━━━ Page text

- Genre: Biopic Political thriller
- Based on: Los días de gloria by Mario Conde
- Screenplay by: Helena Medina
- Directed by: Salvador Calvo
- Starring: Daniel Grao Francesc Orella Mariona Ribas Juan Carlos Vellido
- Country of origin: Spain
- Original language: Spanish
- No. of seasons: 1
- No. of episodes: 2

Production
- Production companies: Mediaset España DLO Producciones

Original release
- Network: Telecinco
- Release: 4 July – 11 July 2013

= Mario Conde. Los días de gloria =

Spanish television miniseries

Mario Conde. Los días de gloria is a two-part Spanish television miniseries. It is an adaptation of the Mario Conde's memoir Los días de gloria, portraying the 1993 intervention of Banesto. Directed by Salvador Calvo and starring Daniel Grao in the leading role, it aired in 2013 on Telecinco.

== Premise ==
The plot accounts for the Mario Conde's meteoric rise together with his friend Juan Abelló in the banking system, that ended up with the 1993 intervention of Banesto (chaired by Conde) by the Bank of Spain and a 20-year prison sentence eventually handed to Conde.

== Cast ==
- Daniel Grao as Mario Conde.

━━━━━━

=== Requirement 1 ===
From the miniseries text, list each person credited as the source author, the screenwriter, or the director, and give the role of each.
=== Requirement 2 ===
Answer these from the miniseries text:
(a) On which network did the miniseries air?
(b) How long was the prison sentence eventually handed to Conde?
(c) How many episodes does the miniseries have?
=== Requirement 3 ===
Translate this sentence from the miniseries text into Spanish: "Directed by Salvador Calvo and starring Daniel Grao in the leading role, it aired in 2013 on Telecinco."
Rely only on the miniseries text for what follows.

━━━ Supplied material

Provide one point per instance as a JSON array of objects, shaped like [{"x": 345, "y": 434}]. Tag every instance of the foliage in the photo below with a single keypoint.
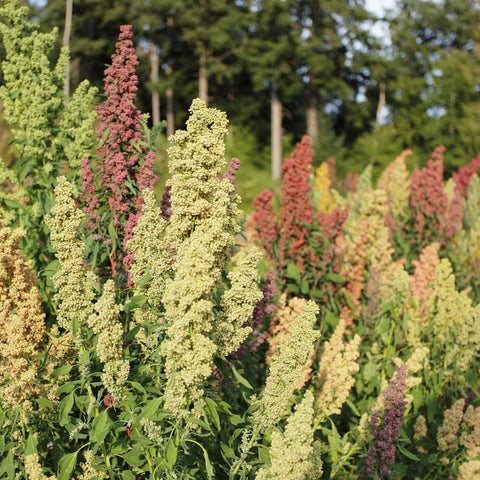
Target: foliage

━━━━━━

=== Correct response 1 ===
Mario Conde: author of the source book, Los días de gloria
Helena Medina: screenplay
Salvador Calvo: director

=== Correct response 2 ===
(a) Telecinco
(b) 20 years
(c) 2

=== Correct response 3 ===
Dirigida por Salvador Calvo y protagonizada por Daniel Grao en el papel principal, se emitió en 2013 en Telecinco.